--- START ---
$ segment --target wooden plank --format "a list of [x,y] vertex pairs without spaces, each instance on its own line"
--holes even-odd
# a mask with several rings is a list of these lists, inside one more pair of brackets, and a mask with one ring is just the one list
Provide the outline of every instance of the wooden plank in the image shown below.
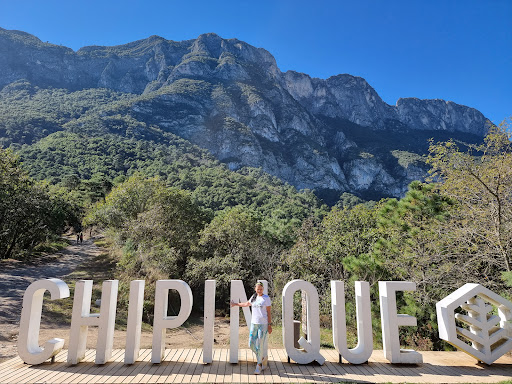
[[169,365],[169,361],[172,360],[174,355],[178,352],[177,349],[166,349],[162,362],[160,364],[152,364],[151,358],[148,364],[151,366],[150,370],[144,376],[145,383],[157,383],[165,368]]
[[183,350],[178,361],[176,361],[172,371],[165,378],[166,383],[181,383],[183,380],[183,372],[186,370],[187,361],[190,358],[190,355],[193,354],[195,350],[186,348]]
[[224,373],[226,372],[226,355],[229,351],[226,348],[222,348],[219,357],[219,367],[217,369],[217,376],[215,378],[216,383],[224,382]]
[[[426,374],[428,374],[427,377],[425,377],[425,379],[430,379],[430,380],[446,380],[446,378],[449,378],[451,376],[454,376],[454,373],[455,371],[452,371],[450,369],[450,367],[445,367],[443,365],[443,363],[433,363],[432,361],[429,361],[431,359],[429,359],[428,357],[428,354],[423,354],[423,359],[424,359],[424,364],[422,365],[422,368],[423,368],[423,372],[425,372]],[[460,370],[456,370],[458,372],[455,373],[455,376],[459,376],[459,374],[462,374],[462,372],[460,372]],[[424,375],[426,376],[426,375]],[[472,380],[470,380],[472,381]]]
[[[121,362],[124,358],[124,352],[121,349],[115,350],[112,352],[112,358],[110,359],[110,363],[104,365],[94,365],[89,370],[87,370],[86,375],[83,377],[77,378],[78,383],[89,383],[89,382],[98,382],[98,376],[106,376],[106,374],[111,371],[113,367],[115,367],[116,362]],[[50,378],[48,378],[50,381]]]
[[199,376],[200,383],[209,383],[208,376],[210,375],[210,372],[212,371],[213,364],[214,364],[215,360],[218,358],[219,353],[220,353],[219,350],[214,348],[212,350],[212,362],[208,363],[208,364],[202,363],[203,370],[201,372],[201,376]]
[[[112,359],[111,360],[115,360],[116,358],[119,358],[119,356],[123,357],[124,356],[124,353],[122,350],[116,350],[116,351],[113,351],[112,353]],[[110,367],[110,364],[107,363],[105,365],[92,365],[89,367],[89,369],[85,370],[82,372],[82,375],[81,376],[78,376],[75,381],[77,383],[87,383],[87,382],[90,382],[92,381],[93,379],[96,379],[96,375],[101,372],[101,371],[105,371],[105,370],[108,370]]]
[[[96,356],[96,351],[94,349],[89,349],[85,352],[85,358],[76,365],[69,365],[67,362],[65,363],[65,370],[60,372],[59,375],[55,376],[52,381],[54,383],[68,383],[72,382],[73,379],[79,377],[82,372],[85,372],[89,366],[93,364],[94,358]],[[67,359],[67,356],[66,356]]]
[[[239,350],[240,382],[249,382],[249,363],[247,362],[247,349]],[[252,372],[251,372],[252,373]]]
[[290,360],[288,363],[288,355],[286,354],[286,350],[283,350],[283,353],[286,357],[286,363],[283,365],[286,367],[286,370],[289,372],[290,377],[292,378],[292,382],[302,382],[305,381],[302,379],[302,372],[298,366],[298,364],[294,363],[293,360]]
[[[20,358],[17,357],[14,360],[15,362],[10,365],[9,369],[6,369],[4,375],[2,375],[3,380],[16,381],[18,378],[21,378],[24,375],[28,375],[29,372],[33,372],[33,370],[31,370],[32,366],[25,364]],[[39,365],[39,367],[45,365],[49,365],[49,363],[45,362]]]
[[[62,353],[62,352],[60,352]],[[12,359],[2,361],[0,363],[0,374],[9,369],[14,364],[22,364],[23,360],[19,356],[13,357]],[[1,377],[1,376],[0,376]]]
[[[167,355],[167,351],[165,351],[165,356]],[[135,364],[139,364],[139,369],[136,369],[132,372],[132,378],[129,381],[124,380],[123,383],[143,383],[143,378],[148,374],[151,370],[154,372],[157,370],[155,367],[156,364],[151,364],[151,352],[145,355],[143,361],[136,361]],[[149,375],[151,376],[151,374]],[[148,376],[148,378],[149,378]]]
[[321,350],[322,356],[325,357],[325,363],[323,365],[318,366],[316,371],[318,374],[322,375],[322,381],[324,382],[339,382],[340,379],[338,378],[338,373],[333,374],[331,370],[332,362],[329,361],[328,352],[328,349]]
[[110,376],[115,375],[122,367],[124,367],[124,350],[119,349],[118,352],[119,355],[117,355],[114,361],[110,362],[105,367],[101,372],[101,375],[94,378],[93,381],[89,381],[89,383],[104,383]]
[[198,383],[203,367],[203,350],[199,349],[199,354],[194,358],[194,370],[190,373],[190,378],[186,383]]
[[382,366],[382,363],[372,361],[371,358],[368,361],[368,363],[359,364],[359,367],[365,372],[367,372],[368,375],[372,375],[373,381],[379,383],[395,383],[404,381],[404,375],[402,374],[403,370],[397,371],[397,375],[391,375],[390,372]]
[[[217,349],[213,349],[212,351],[212,358],[215,360],[217,355]],[[209,364],[204,364],[201,360],[198,364],[198,366],[202,367],[201,371],[199,372],[199,377],[197,379],[197,383],[207,383],[208,374],[210,373],[210,369],[212,368],[213,362]]]
[[[194,358],[190,361],[189,367],[185,372],[185,377],[183,378],[182,383],[192,383],[197,382],[197,378],[200,375],[200,370],[202,368],[203,361],[203,350],[197,349],[194,354]],[[196,380],[196,381],[195,381]]]
[[283,367],[287,372],[287,376],[289,378],[289,381],[291,383],[297,382],[297,374],[295,371],[295,364],[294,363],[288,363],[288,354],[286,353],[285,349],[279,350],[279,354],[281,355],[281,361],[283,362]]
[[45,362],[41,365],[29,365],[25,363],[17,364],[12,367],[10,373],[8,373],[5,378],[2,378],[6,382],[15,382],[15,383],[23,383],[29,381],[35,381],[38,377],[47,369],[50,369],[51,363]]
[[357,375],[350,364],[340,364],[339,354],[335,349],[323,350],[327,359],[326,367],[332,372],[331,381],[337,380],[365,380],[364,377]]
[[272,349],[272,358],[276,365],[277,374],[279,376],[279,380],[282,383],[291,383],[291,380],[286,373],[286,369],[283,365],[283,362],[286,361],[286,358],[281,355],[280,349]]
[[228,353],[228,359],[227,359],[226,364],[229,364],[231,366],[231,370],[230,370],[231,378],[230,378],[229,382],[240,383],[242,381],[242,368],[243,368],[244,364],[246,364],[246,362],[241,359],[241,356],[242,356],[242,353],[240,350],[238,350],[238,364],[231,364],[229,362],[229,353]]
[[148,383],[164,382],[183,352],[183,349],[168,349],[165,359],[158,364],[156,371],[148,378]]
[[323,365],[310,365],[315,374],[318,376],[318,380],[321,382],[339,382],[338,374],[333,374],[331,370],[332,363],[328,359],[328,350],[322,350],[322,356],[325,357],[325,363]]
[[165,375],[162,375],[162,378],[160,380],[162,383],[174,383],[174,380],[176,379],[178,372],[180,371],[181,367],[183,366],[183,362],[187,358],[189,352],[190,352],[190,348],[183,348],[178,359],[172,363],[169,363],[171,365],[171,370],[166,372]]
[[267,369],[265,369],[265,371],[263,371],[265,373],[265,382],[266,383],[281,382],[281,379],[279,377],[279,372],[277,371],[276,362],[274,361],[273,351],[272,351],[272,349],[269,349],[267,352],[268,352]]
[[[374,366],[375,369],[381,371],[385,376],[397,376],[398,379],[403,377],[414,376],[415,372],[409,372],[404,369],[404,366],[397,366],[396,364],[390,364],[384,357],[383,351],[374,351],[370,356],[369,366]],[[421,381],[421,380],[420,380]]]
[[226,354],[224,356],[223,363],[224,363],[224,377],[222,378],[223,379],[222,382],[223,383],[232,383],[233,382],[233,372],[236,368],[238,368],[240,363],[231,364],[229,362],[229,350],[228,349],[226,349]]
[[[96,352],[90,357],[89,360],[84,361],[84,362],[80,362],[80,364],[84,365],[85,369],[80,371],[76,375],[72,376],[69,379],[70,383],[79,383],[80,381],[83,381],[84,379],[94,378],[94,376],[90,376],[89,375],[89,372],[91,372],[92,370],[94,370],[94,369],[96,369],[98,367],[98,365],[96,365],[94,363],[95,357],[96,357]],[[108,366],[108,363],[107,363],[107,366]],[[104,368],[105,365],[101,365],[100,367]]]
[[[92,353],[92,351],[89,353]],[[32,381],[36,381],[38,376],[44,376],[50,366],[51,363],[49,362],[40,365],[29,365],[22,362],[13,366],[10,374],[2,377],[2,380],[5,380],[5,382],[27,382],[32,378]]]
[[105,383],[122,383],[124,380],[128,379],[130,374],[135,371],[137,368],[139,368],[141,365],[144,364],[145,358],[151,355],[151,349],[145,349],[141,351],[141,354],[139,355],[138,361],[135,363],[128,365],[128,364],[119,364],[117,365],[117,369],[115,371],[115,375],[108,377],[105,380]]
[[304,378],[308,381],[322,382],[322,378],[317,371],[318,366],[316,363],[312,362],[310,364],[301,364],[300,369],[304,373]]
[[217,371],[219,370],[219,360],[222,355],[222,349],[215,349],[213,354],[213,362],[210,364],[208,371],[207,383],[215,383],[217,380]]
[[190,376],[190,371],[194,371],[194,368],[195,368],[195,363],[194,363],[194,360],[197,359],[197,356],[196,355],[199,355],[201,352],[199,349],[195,348],[195,349],[192,349],[190,351],[190,353],[188,354],[187,358],[185,359],[185,362],[183,363],[183,368],[180,370],[179,372],[179,375],[181,376],[180,377],[180,380],[175,380],[174,382],[175,383],[183,383],[186,378],[187,378],[187,375]]
[[[46,374],[41,374],[41,372],[38,372],[38,376],[52,376],[52,375],[55,375],[55,374],[60,374],[60,370],[59,369],[62,369],[62,367],[65,366],[66,364],[66,356],[67,356],[67,352],[66,351],[63,351],[63,352],[59,352],[59,354],[57,356],[55,356],[55,363],[53,364],[50,364],[50,363],[47,363],[44,365],[44,367],[42,367],[41,369],[44,369],[47,373]],[[15,359],[15,361],[18,361],[17,359]],[[21,361],[21,359],[19,359],[19,361]],[[26,364],[24,364],[26,365]],[[34,370],[37,370],[38,366],[32,366],[31,369],[34,369]],[[0,373],[0,377],[7,377],[8,375],[7,374],[3,374],[3,373]],[[37,380],[37,378],[36,378]]]
[[512,358],[505,356],[492,366],[475,364],[459,352],[425,352],[424,364],[419,366],[392,365],[381,351],[375,351],[367,365],[339,364],[334,350],[322,350],[326,357],[323,366],[288,364],[284,349],[269,350],[269,365],[262,375],[254,375],[255,356],[249,349],[239,351],[239,364],[228,361],[228,349],[214,350],[214,363],[202,364],[201,349],[167,350],[161,364],[150,362],[151,350],[141,350],[139,361],[124,365],[124,351],[115,350],[112,361],[95,365],[94,350],[86,352],[84,362],[70,366],[67,353],[56,356],[56,363],[38,366],[24,364],[19,357],[2,363],[0,383],[156,383],[156,382],[426,382],[467,383],[499,382],[512,377]]
[[325,356],[332,363],[329,364],[329,369],[334,373],[336,377],[343,378],[343,380],[368,380],[366,376],[360,374],[360,371],[354,369],[354,365],[340,364],[338,351],[334,349],[326,350]]

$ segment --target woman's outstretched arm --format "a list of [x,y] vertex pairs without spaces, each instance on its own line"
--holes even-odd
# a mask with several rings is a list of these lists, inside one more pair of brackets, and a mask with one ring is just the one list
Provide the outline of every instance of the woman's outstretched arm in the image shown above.
[[248,301],[246,303],[235,303],[234,301],[231,301],[230,306],[231,307],[250,307],[251,306],[251,302]]

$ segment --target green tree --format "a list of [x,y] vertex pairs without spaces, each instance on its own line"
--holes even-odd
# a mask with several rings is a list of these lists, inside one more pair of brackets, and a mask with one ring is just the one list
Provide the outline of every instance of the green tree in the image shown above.
[[430,146],[428,163],[438,190],[457,202],[452,236],[467,268],[488,286],[512,275],[512,145],[510,124],[494,127],[481,145],[462,152],[453,141]]
[[257,279],[273,287],[280,246],[262,231],[261,218],[243,207],[225,209],[201,232],[200,258],[191,259],[187,277],[196,287],[206,279],[218,280],[218,297],[227,300],[229,282],[241,279],[247,289]]
[[17,156],[0,148],[0,259],[30,257],[34,247],[75,222],[69,201],[35,183]]

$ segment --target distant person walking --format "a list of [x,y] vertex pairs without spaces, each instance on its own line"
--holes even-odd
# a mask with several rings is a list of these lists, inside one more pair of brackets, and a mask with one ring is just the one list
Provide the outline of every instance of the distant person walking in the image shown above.
[[259,375],[268,363],[268,335],[272,333],[270,306],[271,301],[268,295],[263,294],[263,284],[256,283],[254,287],[256,293],[252,295],[247,303],[231,302],[231,306],[235,307],[252,307],[251,331],[249,333],[249,348],[256,355],[257,364],[255,375]]
[[84,242],[84,234],[80,232],[80,244]]
[[80,241],[80,234],[79,234],[79,233],[77,233],[77,234],[76,234],[76,243],[78,244],[78,242],[79,242],[79,241]]

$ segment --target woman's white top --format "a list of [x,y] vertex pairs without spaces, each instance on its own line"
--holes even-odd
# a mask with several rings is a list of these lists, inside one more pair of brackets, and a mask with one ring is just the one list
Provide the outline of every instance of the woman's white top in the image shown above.
[[253,324],[268,324],[267,307],[270,307],[270,297],[268,295],[256,296],[256,300],[251,302]]

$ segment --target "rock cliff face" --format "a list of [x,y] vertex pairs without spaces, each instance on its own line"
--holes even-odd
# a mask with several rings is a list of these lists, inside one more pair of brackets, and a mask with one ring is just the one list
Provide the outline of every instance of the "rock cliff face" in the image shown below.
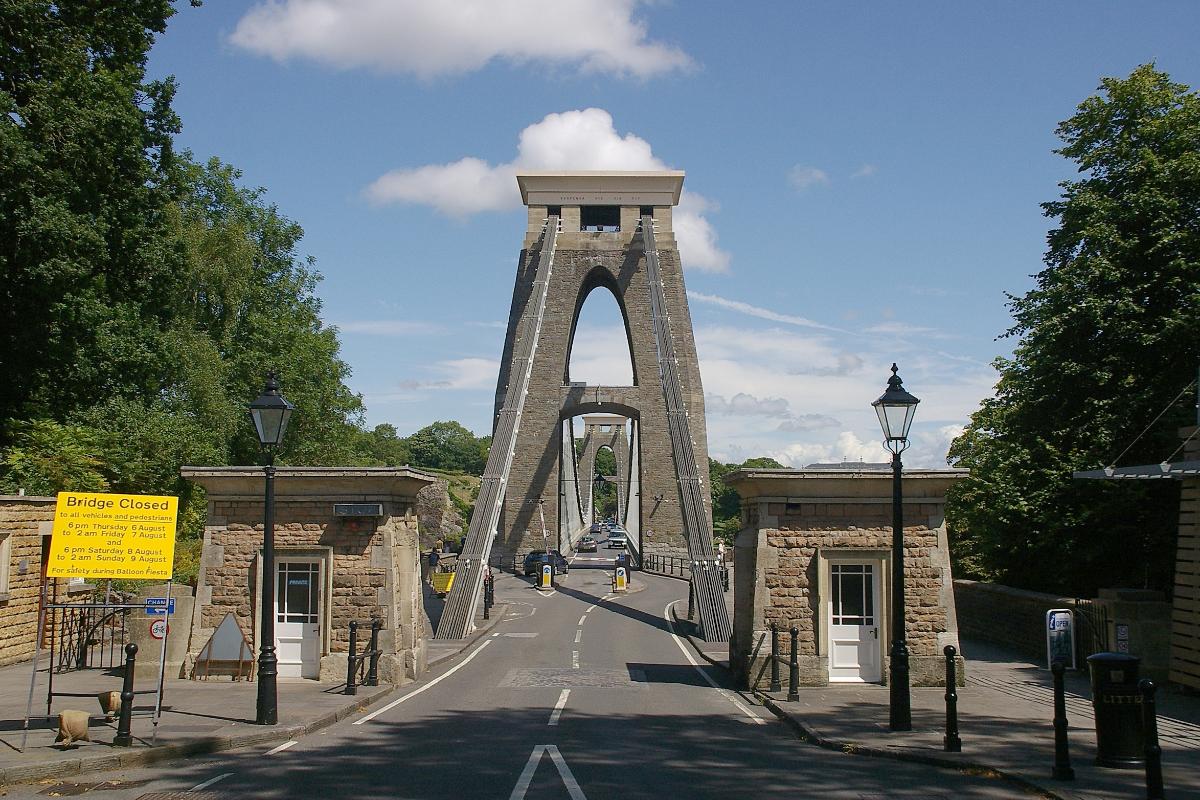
--- END ---
### What is required
From the records above, show each line that contains the word "rock".

### Reply
$ segment --target "rock cliff face" --format "a list of [x,y] vertex pairs without spaces, each instance on its own line"
Provide the outline of every instance of the "rock cliff face" in the image shown below.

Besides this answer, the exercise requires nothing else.